__Exercise__
Reproduce the lines, starting at the line that contains "the ski boot." and ending after the line that contains "x=554, y=805".

━━━ Entries supplied ━━━

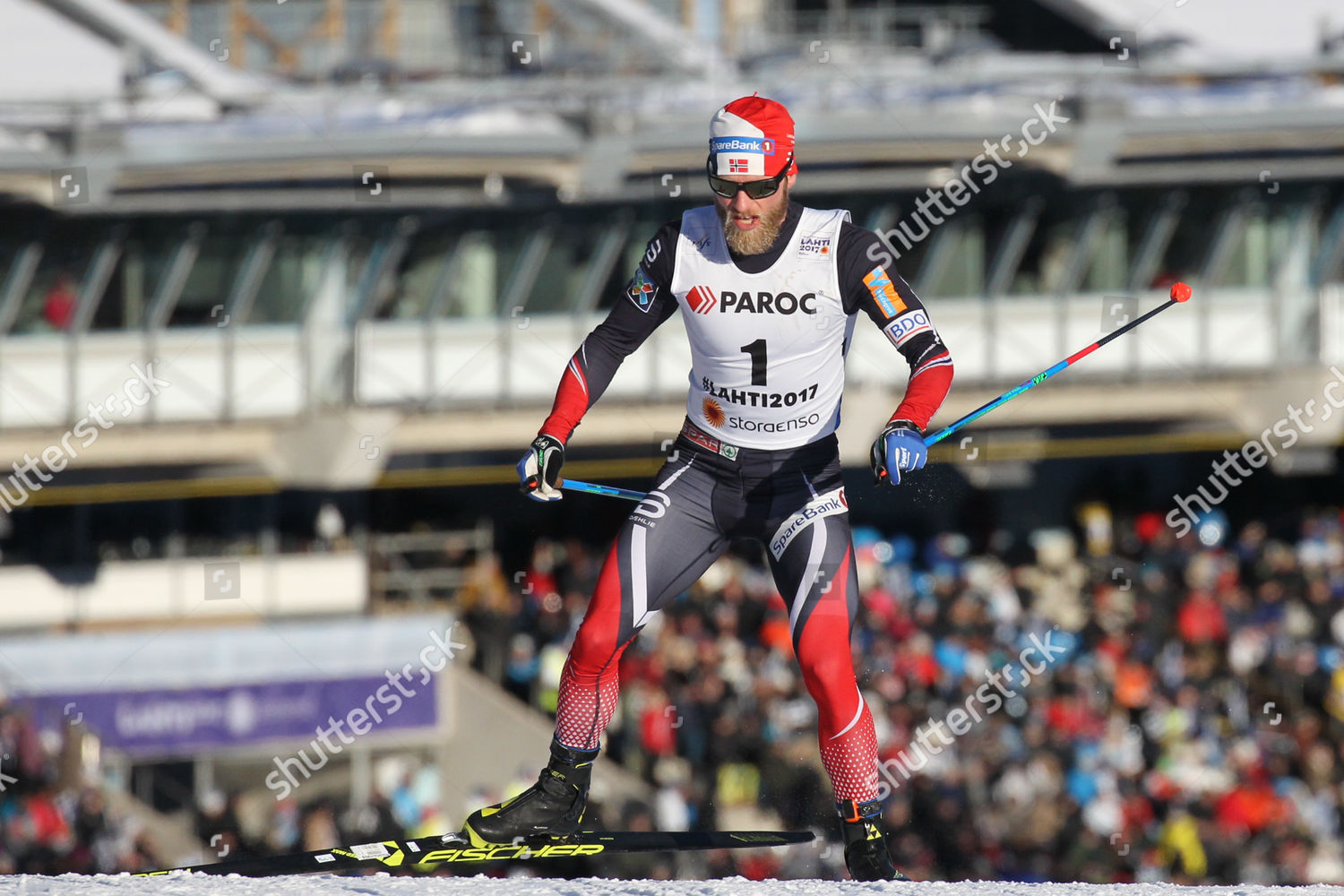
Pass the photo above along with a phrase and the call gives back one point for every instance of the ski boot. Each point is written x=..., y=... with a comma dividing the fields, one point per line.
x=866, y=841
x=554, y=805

━━━
━━━ Entries supplied ━━━

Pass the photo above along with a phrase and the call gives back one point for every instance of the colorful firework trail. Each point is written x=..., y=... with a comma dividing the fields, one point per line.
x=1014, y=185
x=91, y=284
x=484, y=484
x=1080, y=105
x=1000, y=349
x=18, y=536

━━━

__In response__
Pass the photo above along with a phrase and the call gives back one point for every instance of the ski boot. Each point is written x=..., y=... with a comma dividing the fields, one point per line.
x=866, y=841
x=554, y=805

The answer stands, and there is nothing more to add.